» DO THIS: Can you repeat, word for word, the stretch of the records below from the line containing "glass in the photo above." through the end of the records?

***** DATASET CONTENT

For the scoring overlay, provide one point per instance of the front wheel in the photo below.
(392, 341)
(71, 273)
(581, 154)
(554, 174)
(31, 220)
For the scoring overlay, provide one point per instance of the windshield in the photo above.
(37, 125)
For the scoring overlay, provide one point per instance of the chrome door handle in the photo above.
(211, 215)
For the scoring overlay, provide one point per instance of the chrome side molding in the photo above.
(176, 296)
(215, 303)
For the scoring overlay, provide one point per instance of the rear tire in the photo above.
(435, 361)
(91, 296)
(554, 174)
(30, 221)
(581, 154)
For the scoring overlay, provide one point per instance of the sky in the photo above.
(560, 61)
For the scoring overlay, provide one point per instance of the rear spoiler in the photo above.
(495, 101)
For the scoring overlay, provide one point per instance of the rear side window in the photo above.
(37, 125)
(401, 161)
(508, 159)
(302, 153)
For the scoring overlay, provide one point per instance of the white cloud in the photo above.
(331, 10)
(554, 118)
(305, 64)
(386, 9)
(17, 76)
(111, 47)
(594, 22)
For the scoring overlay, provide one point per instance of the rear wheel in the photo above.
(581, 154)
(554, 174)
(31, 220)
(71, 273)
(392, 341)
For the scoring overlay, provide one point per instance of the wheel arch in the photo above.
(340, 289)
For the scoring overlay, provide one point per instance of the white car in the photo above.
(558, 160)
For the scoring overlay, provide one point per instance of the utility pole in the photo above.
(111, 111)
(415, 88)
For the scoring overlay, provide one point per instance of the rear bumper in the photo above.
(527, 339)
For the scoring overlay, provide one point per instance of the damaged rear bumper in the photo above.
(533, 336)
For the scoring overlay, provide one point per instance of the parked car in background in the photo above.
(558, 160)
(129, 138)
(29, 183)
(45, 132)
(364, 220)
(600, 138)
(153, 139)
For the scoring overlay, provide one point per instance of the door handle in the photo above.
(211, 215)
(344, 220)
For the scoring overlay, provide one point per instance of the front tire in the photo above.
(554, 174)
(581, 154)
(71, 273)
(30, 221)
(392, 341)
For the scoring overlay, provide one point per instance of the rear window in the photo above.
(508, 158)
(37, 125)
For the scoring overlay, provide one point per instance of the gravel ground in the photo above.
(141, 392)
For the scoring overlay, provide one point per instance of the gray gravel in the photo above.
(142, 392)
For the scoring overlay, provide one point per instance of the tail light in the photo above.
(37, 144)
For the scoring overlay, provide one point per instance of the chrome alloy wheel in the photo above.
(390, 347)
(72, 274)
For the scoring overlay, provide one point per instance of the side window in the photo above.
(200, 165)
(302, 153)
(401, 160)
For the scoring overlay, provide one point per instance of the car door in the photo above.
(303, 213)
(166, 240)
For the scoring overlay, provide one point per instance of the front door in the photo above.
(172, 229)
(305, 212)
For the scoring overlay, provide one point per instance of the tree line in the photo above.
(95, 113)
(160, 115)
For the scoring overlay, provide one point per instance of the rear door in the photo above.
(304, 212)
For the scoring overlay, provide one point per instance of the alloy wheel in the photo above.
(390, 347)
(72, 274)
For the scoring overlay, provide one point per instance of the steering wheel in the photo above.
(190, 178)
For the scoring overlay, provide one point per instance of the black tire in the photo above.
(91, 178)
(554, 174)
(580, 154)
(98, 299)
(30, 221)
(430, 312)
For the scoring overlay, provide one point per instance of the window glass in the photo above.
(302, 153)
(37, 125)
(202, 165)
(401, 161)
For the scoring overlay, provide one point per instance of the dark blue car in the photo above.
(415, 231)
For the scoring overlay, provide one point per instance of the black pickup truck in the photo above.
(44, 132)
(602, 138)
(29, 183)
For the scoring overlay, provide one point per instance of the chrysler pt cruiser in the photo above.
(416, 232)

**********

» OUTPUT OF THE TASK:
For the scoring overlay, provide one point per instance of the window glass in the photo above.
(302, 153)
(37, 125)
(202, 165)
(401, 161)
For the scoring overlay, provide one point per instance of the dark blue car in the photo above.
(415, 231)
For the scoring overlay, provide one point per instance of the black pickup truck in the photo above.
(44, 132)
(602, 138)
(29, 183)
For the scoring overlay, provide one point per instance of the chrysler pt cruiser in the photo above.
(416, 232)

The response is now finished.